■ Given instruction 1:
Answer these questions about the commentary below, one answer per line:
(a) In what month and year, and on which site, was the commentary first written?
(b) How old was the writer on first hearing "Dreams"?
(c) Which two Beatles songs does the commentary name?

■ Reading passage:
## Begin

I first wrote the following commentary in January 2011 for the now-defunct Option-Magazine.com. At the time, America had a Black president. We were cautiously optimistic. Each year thereafter, until 2014, I re-posted slightly updated versions of the piece at Creative Loafing in Charlotte, North Carolina. Since then, I’ve continued posting it here at DailyKemp.com — updating numbers, adding new names, and including new instances of threats. I plan to keep updating this piece and linking it on social media until Dr. King’s dreams (plural, because he didn’t just have one) become reality. At this point, I suspect I’ll be doing it for the rest of my life.

“Went up on the mountain
To see what I could see . . .”
— Gregg Allman, “Dreams”

When I was a kid growing up in the small mill town of Asheboro, North Carolina, I fell deeply and passionately in love with the Allman Brothers Band. In my 2004 book, Dixie Lullaby: A Story of Music, Race and New Beginnings in a New South, I describe exactly how and why I — a young white Southern kid coming of age in the early ’70s — came to identify with this group of blues-based rockers from Macon, Georgia:

The Allmans dressed in flannels and jeans, like I did. The singer, Gregg Allman, crooned with a melancholy I’d never before heard from someone who shared my reality. It was as though he were speaking directly to me. In the band’s 1969 psychedelic-gospel dirge “Dreams,” Allman moaned the words “I went up on the mountain / To see what I could see / The whole world was falling / Right down in front of me.” I was only eleven years old the first time I heard that song, but I felt I knew what Gregg Allman was talking about. In the years following desegregation, the mood of the South was chaotic. Times were changing. Wrong seemed right and right seemed wrong. The Allmans embraced that chaos, combining country, blues, jazz, and gospel into an otherworldly musical stew that allowed me to feel conflicting emotions: sadness, joy, sorrow, pride. Between 1969 and 1973, the Allmans sang of what it felt like to be saddled with pain (“Dreams,” “It’s Not My Cross to Bear”); they sang of redemption (“Revival”); and they sang of falling in love with (and within) the awesome beauty of the rural South (“Blue Sky,” “Southbound”).

What I didn’t say in that paragraph is that I’d often lie back on my bed, stare at the ceiling, and listen to the Allmans’ “Dreams” on my record player over and over and over. Each time it ended, I’d get up and put the needle back at the beginning of the song. I was obsessed with the uncomfortable longing for something that’s never clearly stated in the lyrics.

“Dreams” had everything I looked to music for: a deep and mournful melody, passionate improvisation, expressions of hurt that don’t come with easy solutions like “Let It Be” or “All You Need is Love,” two Beatles songs from the same period.

Gregg Allman expressed a hunger for dreams he’d never see. Never. That, to me, was big.

Dr. Martin Luther King Jr. also spoke of dreams he’d never see. And this week, as we celebrate King’s birthday, his life and his legacy, the Allmans’ “Dreams” remains as powerful and relevant to me as it did when I was that little boy in Asheboro.

When we think of Dr. King’s “dream” today, do we think only of the dazzling speech he made on the Washington mall about those “little Black boys and Black girls” in Alabama joining hands with “little white boys and white girls as sisters and brothers”? Or do we also think about his other dreams — the more complex dreams that we haven’t yet seen?

## End

■ Given instruction 2:
List every line of the entries below that contains the word "ceiling". Case counts.

■ Provided records:
## Begin

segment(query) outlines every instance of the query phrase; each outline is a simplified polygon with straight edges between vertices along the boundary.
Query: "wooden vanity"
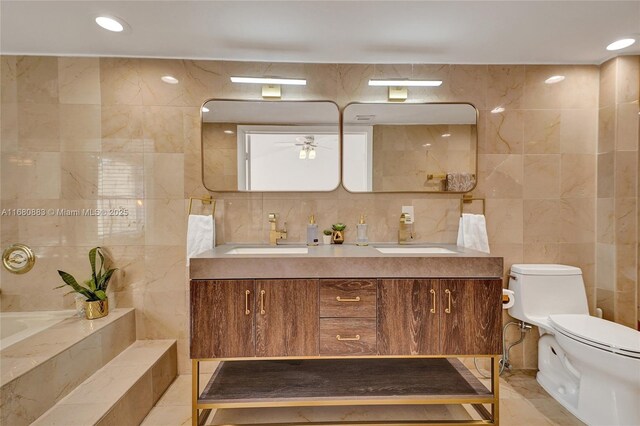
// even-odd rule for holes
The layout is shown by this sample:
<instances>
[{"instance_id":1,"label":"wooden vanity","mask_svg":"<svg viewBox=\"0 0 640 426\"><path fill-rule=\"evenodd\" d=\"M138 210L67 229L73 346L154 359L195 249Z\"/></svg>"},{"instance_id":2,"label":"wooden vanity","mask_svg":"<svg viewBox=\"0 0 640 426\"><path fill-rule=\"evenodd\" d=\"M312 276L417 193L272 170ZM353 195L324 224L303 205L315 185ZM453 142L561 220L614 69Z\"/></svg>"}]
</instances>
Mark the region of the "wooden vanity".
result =
<instances>
[{"instance_id":1,"label":"wooden vanity","mask_svg":"<svg viewBox=\"0 0 640 426\"><path fill-rule=\"evenodd\" d=\"M481 420L459 424L498 423L502 258L230 248L191 260L194 425L213 408L394 404L472 404ZM465 356L491 359L491 389ZM221 362L200 393L203 361Z\"/></svg>"}]
</instances>

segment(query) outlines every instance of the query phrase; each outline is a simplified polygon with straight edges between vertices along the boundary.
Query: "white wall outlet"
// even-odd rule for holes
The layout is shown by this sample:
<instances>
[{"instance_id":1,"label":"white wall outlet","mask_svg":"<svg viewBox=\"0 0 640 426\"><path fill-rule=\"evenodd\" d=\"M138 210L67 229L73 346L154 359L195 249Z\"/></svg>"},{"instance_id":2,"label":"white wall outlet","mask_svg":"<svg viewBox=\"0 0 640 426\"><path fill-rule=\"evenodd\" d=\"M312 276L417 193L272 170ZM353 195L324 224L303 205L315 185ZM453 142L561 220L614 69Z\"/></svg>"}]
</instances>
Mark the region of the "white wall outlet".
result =
<instances>
[{"instance_id":1,"label":"white wall outlet","mask_svg":"<svg viewBox=\"0 0 640 426\"><path fill-rule=\"evenodd\" d=\"M413 206L402 206L402 213L408 213L411 218L410 221L407 221L407 224L411 224L416 220L416 217L413 214Z\"/></svg>"}]
</instances>

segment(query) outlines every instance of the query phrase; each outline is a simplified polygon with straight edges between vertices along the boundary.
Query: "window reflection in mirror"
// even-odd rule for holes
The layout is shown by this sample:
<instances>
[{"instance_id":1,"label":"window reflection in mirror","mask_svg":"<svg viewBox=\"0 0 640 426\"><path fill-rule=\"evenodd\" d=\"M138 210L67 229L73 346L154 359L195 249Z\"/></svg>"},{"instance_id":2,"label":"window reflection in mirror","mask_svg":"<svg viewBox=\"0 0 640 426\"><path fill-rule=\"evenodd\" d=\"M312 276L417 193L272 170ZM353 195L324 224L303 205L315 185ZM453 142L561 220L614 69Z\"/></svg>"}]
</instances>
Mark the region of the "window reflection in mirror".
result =
<instances>
[{"instance_id":1,"label":"window reflection in mirror","mask_svg":"<svg viewBox=\"0 0 640 426\"><path fill-rule=\"evenodd\" d=\"M333 102L208 101L204 185L214 192L332 191L340 182L339 130Z\"/></svg>"},{"instance_id":2,"label":"window reflection in mirror","mask_svg":"<svg viewBox=\"0 0 640 426\"><path fill-rule=\"evenodd\" d=\"M342 182L351 192L468 192L477 143L470 104L350 104Z\"/></svg>"}]
</instances>

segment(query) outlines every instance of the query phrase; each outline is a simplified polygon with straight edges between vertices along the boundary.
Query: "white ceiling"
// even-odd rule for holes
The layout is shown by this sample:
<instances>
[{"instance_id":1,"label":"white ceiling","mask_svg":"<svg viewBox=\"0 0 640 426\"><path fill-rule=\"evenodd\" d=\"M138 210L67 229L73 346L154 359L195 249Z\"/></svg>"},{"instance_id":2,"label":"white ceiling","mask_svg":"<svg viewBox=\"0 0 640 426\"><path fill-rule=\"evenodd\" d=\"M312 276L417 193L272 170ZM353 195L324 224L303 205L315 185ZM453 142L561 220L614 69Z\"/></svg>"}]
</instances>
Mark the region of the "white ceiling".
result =
<instances>
[{"instance_id":1,"label":"white ceiling","mask_svg":"<svg viewBox=\"0 0 640 426\"><path fill-rule=\"evenodd\" d=\"M110 14L130 26L110 33ZM3 54L327 63L589 63L637 1L9 1ZM640 40L620 51L640 53Z\"/></svg>"}]
</instances>

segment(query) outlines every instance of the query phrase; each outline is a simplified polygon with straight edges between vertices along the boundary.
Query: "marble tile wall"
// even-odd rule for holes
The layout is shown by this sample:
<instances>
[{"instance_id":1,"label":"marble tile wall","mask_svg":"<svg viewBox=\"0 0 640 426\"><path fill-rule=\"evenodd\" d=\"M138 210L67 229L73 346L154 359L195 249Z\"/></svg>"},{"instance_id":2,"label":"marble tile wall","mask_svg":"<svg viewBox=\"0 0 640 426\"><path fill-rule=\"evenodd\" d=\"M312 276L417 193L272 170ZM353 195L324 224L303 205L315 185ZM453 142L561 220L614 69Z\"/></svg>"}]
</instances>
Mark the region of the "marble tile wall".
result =
<instances>
[{"instance_id":1,"label":"marble tile wall","mask_svg":"<svg viewBox=\"0 0 640 426\"><path fill-rule=\"evenodd\" d=\"M600 73L596 299L605 318L638 328L638 98L640 57L620 56Z\"/></svg>"},{"instance_id":2,"label":"marble tile wall","mask_svg":"<svg viewBox=\"0 0 640 426\"><path fill-rule=\"evenodd\" d=\"M2 271L3 310L69 306L56 269L88 274L86 252L108 248L120 268L112 291L135 307L138 338L178 339L189 371L186 204L201 182L199 109L211 97L259 99L260 87L231 75L303 77L283 99L325 99L344 107L386 101L369 78L441 79L411 88L408 102L464 101L480 111L477 196L487 199L491 249L505 268L563 262L583 268L595 306L597 66L290 64L132 58L1 58L2 208L113 208L127 216L4 216L2 246L21 241L34 270ZM171 74L180 83L160 80ZM551 75L566 80L546 85ZM502 106L505 111L490 111ZM599 183L599 182L598 182ZM459 196L330 193L213 194L217 240L267 242L267 213L286 220L290 241L343 221L347 242L367 215L372 241L394 241L402 205L415 206L418 241L455 242ZM470 211L479 208L471 206ZM120 210L118 210L120 211ZM507 318L505 317L505 321ZM511 330L509 338L517 339ZM516 367L535 368L537 337L512 349Z\"/></svg>"}]
</instances>

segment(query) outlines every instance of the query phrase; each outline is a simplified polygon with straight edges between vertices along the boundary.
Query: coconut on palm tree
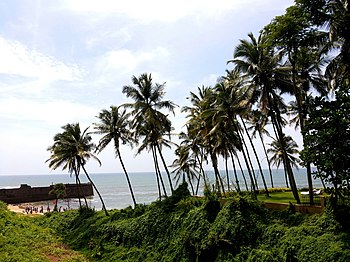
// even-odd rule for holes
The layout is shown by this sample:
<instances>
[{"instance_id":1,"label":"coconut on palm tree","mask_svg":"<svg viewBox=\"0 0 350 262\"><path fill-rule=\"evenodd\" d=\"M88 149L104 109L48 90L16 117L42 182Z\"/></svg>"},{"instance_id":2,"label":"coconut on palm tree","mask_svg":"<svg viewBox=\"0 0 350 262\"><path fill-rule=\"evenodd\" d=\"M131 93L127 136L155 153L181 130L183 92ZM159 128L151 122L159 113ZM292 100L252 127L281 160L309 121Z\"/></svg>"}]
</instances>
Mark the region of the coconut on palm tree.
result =
<instances>
[{"instance_id":1,"label":"coconut on palm tree","mask_svg":"<svg viewBox=\"0 0 350 262\"><path fill-rule=\"evenodd\" d=\"M283 54L276 53L262 34L258 39L253 34L249 34L249 38L250 41L240 40L240 44L234 51L234 59L228 63L234 63L243 74L250 78L251 88L255 94L252 96L254 98L252 102L258 102L260 111L271 118L276 138L282 145L283 163L293 196L297 203L300 203L293 170L283 140L283 118L280 107L282 98L279 94L281 90L291 89L288 71L280 65Z\"/></svg>"},{"instance_id":2,"label":"coconut on palm tree","mask_svg":"<svg viewBox=\"0 0 350 262\"><path fill-rule=\"evenodd\" d=\"M91 142L91 136L87 133L88 128L81 132L79 123L75 123L67 124L62 129L63 132L54 136L54 144L48 148L51 156L46 162L49 162L49 167L54 170L63 166L62 169L68 169L70 174L74 172L77 179L79 178L80 169L83 169L87 179L101 200L102 209L108 216L102 196L85 168L86 162L90 158L101 164L100 160L92 153L95 149L95 144Z\"/></svg>"},{"instance_id":3,"label":"coconut on palm tree","mask_svg":"<svg viewBox=\"0 0 350 262\"><path fill-rule=\"evenodd\" d=\"M283 139L284 139L284 145L286 145L286 151L287 151L289 162L293 167L298 168L299 159L295 156L299 154L298 144L290 136L285 136ZM281 163L285 161L283 157L282 145L278 140L273 139L273 141L269 144L269 146L271 148L267 150L267 153L272 155L270 157L270 162L274 164L277 168L279 168ZM285 171L285 178L286 178L286 185L288 187L286 171Z\"/></svg>"},{"instance_id":4,"label":"coconut on palm tree","mask_svg":"<svg viewBox=\"0 0 350 262\"><path fill-rule=\"evenodd\" d=\"M162 113L161 110L168 110L174 113L176 105L170 100L163 100L165 83L154 84L151 74L144 73L139 77L133 76L132 83L133 85L123 87L123 93L127 97L132 98L134 102L126 103L124 106L131 109L130 114L133 117L131 127L134 130L135 137L137 139L141 138L143 141L138 152L141 152L143 149L152 151L156 173L159 173L157 171L159 165L156 162L158 152L173 192L170 173L162 154L162 146L170 146L169 140L166 140L165 136L170 138L172 126L167 115ZM162 179L161 176L159 179Z\"/></svg>"},{"instance_id":5,"label":"coconut on palm tree","mask_svg":"<svg viewBox=\"0 0 350 262\"><path fill-rule=\"evenodd\" d=\"M123 168L134 207L136 206L135 195L132 190L129 174L124 165L121 153L120 144L131 144L135 142L132 133L129 129L129 120L125 110L120 111L119 107L111 106L110 110L103 109L97 116L99 123L94 123L94 133L103 135L97 145L97 151L101 152L106 146L113 141L115 156Z\"/></svg>"}]
</instances>

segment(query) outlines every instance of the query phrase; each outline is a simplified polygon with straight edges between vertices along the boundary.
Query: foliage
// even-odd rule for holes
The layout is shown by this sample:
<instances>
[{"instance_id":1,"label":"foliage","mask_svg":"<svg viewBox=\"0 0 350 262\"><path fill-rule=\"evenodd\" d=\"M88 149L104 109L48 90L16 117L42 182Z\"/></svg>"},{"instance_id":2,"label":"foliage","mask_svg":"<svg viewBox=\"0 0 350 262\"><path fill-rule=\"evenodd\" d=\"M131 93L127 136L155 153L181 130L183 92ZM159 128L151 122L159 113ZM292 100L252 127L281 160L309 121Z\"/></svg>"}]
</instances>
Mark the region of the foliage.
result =
<instances>
[{"instance_id":1,"label":"foliage","mask_svg":"<svg viewBox=\"0 0 350 262\"><path fill-rule=\"evenodd\" d=\"M347 188L350 179L349 91L336 92L336 99L332 101L315 98L312 103L315 110L306 125L301 158L313 162L319 170L316 176L332 183L335 189Z\"/></svg>"},{"instance_id":2,"label":"foliage","mask_svg":"<svg viewBox=\"0 0 350 262\"><path fill-rule=\"evenodd\" d=\"M87 261L63 244L42 217L17 215L0 201L0 261Z\"/></svg>"},{"instance_id":3,"label":"foliage","mask_svg":"<svg viewBox=\"0 0 350 262\"><path fill-rule=\"evenodd\" d=\"M181 198L101 212L69 211L41 221L92 261L346 261L349 234L322 215L264 209L249 196ZM86 213L87 212L87 213ZM349 212L341 216L349 218Z\"/></svg>"}]
</instances>

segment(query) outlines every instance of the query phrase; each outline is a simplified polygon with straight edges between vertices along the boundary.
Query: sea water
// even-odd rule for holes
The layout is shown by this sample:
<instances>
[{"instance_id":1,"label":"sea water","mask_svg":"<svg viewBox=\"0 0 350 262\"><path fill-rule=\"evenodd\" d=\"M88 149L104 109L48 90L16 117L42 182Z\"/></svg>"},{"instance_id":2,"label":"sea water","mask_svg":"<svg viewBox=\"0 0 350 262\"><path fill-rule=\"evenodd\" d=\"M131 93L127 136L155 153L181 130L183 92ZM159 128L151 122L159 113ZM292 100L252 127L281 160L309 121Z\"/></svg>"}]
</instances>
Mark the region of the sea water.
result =
<instances>
[{"instance_id":1,"label":"sea water","mask_svg":"<svg viewBox=\"0 0 350 262\"><path fill-rule=\"evenodd\" d=\"M224 182L226 182L226 173L221 172ZM256 170L258 185L260 189L263 189L262 179L259 172ZM212 172L207 172L208 180L214 183L214 176ZM250 179L248 174L245 174L248 185L250 186ZM268 170L264 170L264 176L268 187L271 187L270 175ZM285 176L283 170L272 170L274 187L286 187ZM298 188L307 187L307 178L305 169L295 169L294 176ZM91 179L95 183L102 198L105 202L107 209L121 209L133 205L130 190L123 173L99 173L90 174ZM154 172L138 172L129 173L132 189L138 204L149 204L156 201L158 198L157 180ZM168 193L169 182L166 174L162 175L166 190ZM238 178L240 187L245 190L245 184L241 172L238 172ZM84 174L80 175L82 183L88 182ZM230 184L234 183L233 172L229 171ZM48 174L48 175L13 175L13 176L0 176L0 188L18 188L20 184L27 184L32 187L49 186L57 183L75 183L74 176L64 174ZM175 185L175 183L173 182ZM313 185L315 188L321 188L322 183L319 179L314 179ZM175 186L176 187L176 186ZM199 189L199 194L203 194L203 184ZM53 207L52 201L46 201L40 203L40 205ZM59 206L63 208L76 208L78 207L78 200L60 200ZM101 201L95 192L92 198L88 199L88 205L92 208L101 209Z\"/></svg>"}]
</instances>

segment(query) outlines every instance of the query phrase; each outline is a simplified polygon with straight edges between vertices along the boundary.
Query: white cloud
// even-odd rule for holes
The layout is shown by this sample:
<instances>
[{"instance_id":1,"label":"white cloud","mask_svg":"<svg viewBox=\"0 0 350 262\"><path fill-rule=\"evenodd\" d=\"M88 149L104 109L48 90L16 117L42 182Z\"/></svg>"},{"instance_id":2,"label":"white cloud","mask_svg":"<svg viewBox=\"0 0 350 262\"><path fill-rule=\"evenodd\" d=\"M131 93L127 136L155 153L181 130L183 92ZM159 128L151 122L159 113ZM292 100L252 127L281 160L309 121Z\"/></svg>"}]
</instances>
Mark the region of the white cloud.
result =
<instances>
[{"instance_id":1,"label":"white cloud","mask_svg":"<svg viewBox=\"0 0 350 262\"><path fill-rule=\"evenodd\" d=\"M106 52L97 62L98 72L113 72L113 74L132 75L134 71L146 62L154 62L168 57L170 53L163 47L151 51L131 51L128 49Z\"/></svg>"},{"instance_id":2,"label":"white cloud","mask_svg":"<svg viewBox=\"0 0 350 262\"><path fill-rule=\"evenodd\" d=\"M70 101L33 101L22 98L0 100L0 118L2 121L18 122L40 121L50 125L64 125L70 122L88 124L96 115L95 108Z\"/></svg>"},{"instance_id":3,"label":"white cloud","mask_svg":"<svg viewBox=\"0 0 350 262\"><path fill-rule=\"evenodd\" d=\"M142 22L175 22L183 17L220 17L223 13L247 6L246 0L178 0L178 1L114 1L114 0L75 0L66 1L65 8L82 14L109 16L125 15ZM250 1L251 2L251 1ZM256 2L256 1L255 1Z\"/></svg>"},{"instance_id":4,"label":"white cloud","mask_svg":"<svg viewBox=\"0 0 350 262\"><path fill-rule=\"evenodd\" d=\"M29 50L18 41L0 36L0 73L46 80L74 81L81 77L77 65L66 65L57 59Z\"/></svg>"}]
</instances>

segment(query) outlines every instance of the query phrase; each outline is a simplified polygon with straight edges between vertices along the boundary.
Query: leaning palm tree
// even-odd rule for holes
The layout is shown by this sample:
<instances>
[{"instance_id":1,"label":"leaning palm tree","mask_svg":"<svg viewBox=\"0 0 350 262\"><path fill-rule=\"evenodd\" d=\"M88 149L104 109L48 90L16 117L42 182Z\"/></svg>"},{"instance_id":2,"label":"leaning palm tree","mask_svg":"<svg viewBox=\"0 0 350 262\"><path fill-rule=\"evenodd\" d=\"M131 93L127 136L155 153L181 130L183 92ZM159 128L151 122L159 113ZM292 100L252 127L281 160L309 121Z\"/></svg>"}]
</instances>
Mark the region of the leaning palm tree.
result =
<instances>
[{"instance_id":1,"label":"leaning palm tree","mask_svg":"<svg viewBox=\"0 0 350 262\"><path fill-rule=\"evenodd\" d=\"M101 164L100 160L92 153L95 149L95 144L91 142L91 136L87 133L88 128L81 132L79 123L76 123L67 124L62 129L63 132L54 136L54 144L48 148L51 156L46 162L49 162L49 167L54 170L63 165L63 170L68 168L71 174L75 171L76 176L79 176L80 168L83 169L87 179L101 200L102 209L108 216L102 196L85 168L85 164L90 158Z\"/></svg>"},{"instance_id":2,"label":"leaning palm tree","mask_svg":"<svg viewBox=\"0 0 350 262\"><path fill-rule=\"evenodd\" d=\"M259 109L266 116L271 117L271 122L276 133L277 140L282 145L285 169L288 174L293 196L300 203L298 189L291 163L287 157L283 140L283 121L280 108L282 89L291 85L289 75L285 68L280 66L282 53L276 53L274 48L268 45L266 37L260 35L256 39L252 33L249 34L250 41L240 40L235 48L234 59L228 63L234 63L243 74L250 78L251 87L254 90L252 102L258 102Z\"/></svg>"},{"instance_id":3,"label":"leaning palm tree","mask_svg":"<svg viewBox=\"0 0 350 262\"><path fill-rule=\"evenodd\" d=\"M284 144L286 145L286 151L287 151L289 162L293 167L298 168L299 159L295 157L295 155L299 153L297 143L290 136L285 136ZM281 163L285 161L283 158L282 145L278 140L273 139L273 141L269 144L269 146L271 146L271 148L267 150L267 153L272 155L269 160L272 164L274 164L277 168L279 168ZM288 187L286 172L285 172L285 178L286 178L286 185Z\"/></svg>"},{"instance_id":4,"label":"leaning palm tree","mask_svg":"<svg viewBox=\"0 0 350 262\"><path fill-rule=\"evenodd\" d=\"M190 147L188 145L180 145L175 150L175 155L177 158L171 165L174 170L174 178L176 179L176 184L179 185L180 181L184 183L186 178L191 186L192 195L195 195L195 189L193 182L199 179L199 173L197 171L197 162L193 154L190 152Z\"/></svg>"},{"instance_id":5,"label":"leaning palm tree","mask_svg":"<svg viewBox=\"0 0 350 262\"><path fill-rule=\"evenodd\" d=\"M160 110L167 109L174 113L176 105L170 100L162 100L165 94L165 83L153 84L151 74L144 73L139 77L133 76L132 82L133 86L127 85L123 87L123 93L134 100L134 103L124 104L126 108L131 108L130 114L133 117L131 127L135 132L136 138L143 138L144 143L140 149L148 148L149 150L153 150L154 161L156 161L155 157L158 151L168 176L171 191L173 192L170 173L162 154L162 145L169 145L166 144L167 140L163 138L164 136L170 138L172 127L167 115L163 114ZM142 151L140 149L138 152Z\"/></svg>"},{"instance_id":6,"label":"leaning palm tree","mask_svg":"<svg viewBox=\"0 0 350 262\"><path fill-rule=\"evenodd\" d=\"M250 124L250 127L248 127L247 129L249 131L252 131L252 134L251 134L252 138L256 138L256 133L259 134L259 138L263 146L265 158L268 164L267 166L270 174L271 187L273 188L274 185L273 185L273 178L272 178L272 171L271 171L271 163L267 155L266 146L263 138L263 135L270 136L269 132L265 129L265 126L268 123L268 118L264 116L259 110L253 110L251 111L251 114L249 115L247 121Z\"/></svg>"},{"instance_id":7,"label":"leaning palm tree","mask_svg":"<svg viewBox=\"0 0 350 262\"><path fill-rule=\"evenodd\" d=\"M130 178L128 172L126 171L120 153L120 143L123 145L132 145L132 143L135 142L132 133L128 128L129 120L127 118L126 111L123 110L120 112L119 107L111 106L110 110L103 109L97 118L100 120L100 122L94 123L94 129L96 130L94 133L103 135L97 145L97 151L101 152L104 150L106 146L113 140L115 156L119 159L119 162L123 168L129 186L131 198L134 203L134 207L136 207L135 195L132 190Z\"/></svg>"}]
</instances>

## End

■ Final result 1:
(a) January 2011, for Option-Magazine.com
(b) Eleven years old
(c) "Let It Be" and "All You Need is Love"

■ Final result 2:
Query: "white ceiling"
[{"instance_id":1,"label":"white ceiling","mask_svg":"<svg viewBox=\"0 0 640 426\"><path fill-rule=\"evenodd\" d=\"M138 210L67 229L73 346L154 359L195 249Z\"/></svg>"},{"instance_id":2,"label":"white ceiling","mask_svg":"<svg viewBox=\"0 0 640 426\"><path fill-rule=\"evenodd\" d=\"M312 276L417 193L272 170ZM353 195L324 224L303 205L315 185ZM453 142L561 220L614 69Z\"/></svg>"}]
Mark the region of the "white ceiling".
[{"instance_id":1,"label":"white ceiling","mask_svg":"<svg viewBox=\"0 0 640 426\"><path fill-rule=\"evenodd\" d=\"M110 14L130 26L110 33ZM3 54L327 63L589 63L637 1L9 1ZM640 40L620 51L640 53Z\"/></svg>"}]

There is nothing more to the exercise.